▸ The input

-----

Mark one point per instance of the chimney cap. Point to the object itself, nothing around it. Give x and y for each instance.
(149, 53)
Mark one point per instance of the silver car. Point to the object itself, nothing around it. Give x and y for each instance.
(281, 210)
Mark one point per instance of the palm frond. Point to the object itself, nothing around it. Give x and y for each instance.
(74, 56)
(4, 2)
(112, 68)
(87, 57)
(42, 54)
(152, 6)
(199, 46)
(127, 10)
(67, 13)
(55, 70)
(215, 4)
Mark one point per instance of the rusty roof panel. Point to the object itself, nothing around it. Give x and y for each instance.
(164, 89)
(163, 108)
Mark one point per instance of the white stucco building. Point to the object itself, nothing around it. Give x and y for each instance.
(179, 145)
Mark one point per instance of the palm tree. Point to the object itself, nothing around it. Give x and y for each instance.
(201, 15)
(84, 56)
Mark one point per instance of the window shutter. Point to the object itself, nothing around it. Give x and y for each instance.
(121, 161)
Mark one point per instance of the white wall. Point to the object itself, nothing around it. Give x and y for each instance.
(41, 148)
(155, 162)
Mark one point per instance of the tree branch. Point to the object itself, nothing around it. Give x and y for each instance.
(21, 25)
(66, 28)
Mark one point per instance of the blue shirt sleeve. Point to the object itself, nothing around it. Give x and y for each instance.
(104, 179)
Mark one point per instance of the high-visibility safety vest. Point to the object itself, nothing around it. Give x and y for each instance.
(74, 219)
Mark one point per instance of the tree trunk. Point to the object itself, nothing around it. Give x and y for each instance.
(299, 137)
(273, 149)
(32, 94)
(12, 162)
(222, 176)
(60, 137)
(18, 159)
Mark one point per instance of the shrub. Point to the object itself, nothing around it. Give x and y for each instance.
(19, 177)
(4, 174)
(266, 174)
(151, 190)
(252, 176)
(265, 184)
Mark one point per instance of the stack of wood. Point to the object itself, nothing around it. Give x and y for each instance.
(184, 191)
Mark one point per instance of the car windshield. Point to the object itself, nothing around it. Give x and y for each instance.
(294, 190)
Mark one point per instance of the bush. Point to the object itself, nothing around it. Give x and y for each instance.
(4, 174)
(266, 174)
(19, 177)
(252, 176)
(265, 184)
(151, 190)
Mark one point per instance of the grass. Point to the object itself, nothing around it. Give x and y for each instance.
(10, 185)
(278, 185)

-----

Reproduce verbatim the lines of the entries from the one containing "Mark one point per instance of the bush." through the final line, inclusive.

▸ The reply
Mark one point per instance of the bush. Point to the object itself, nothing around it. Give x and y for each instance.
(4, 174)
(266, 174)
(19, 177)
(252, 176)
(265, 184)
(151, 190)
Mark one point per instance of the grass. Point to the object itself, nothing around it. Give x and y for each instance.
(10, 185)
(278, 185)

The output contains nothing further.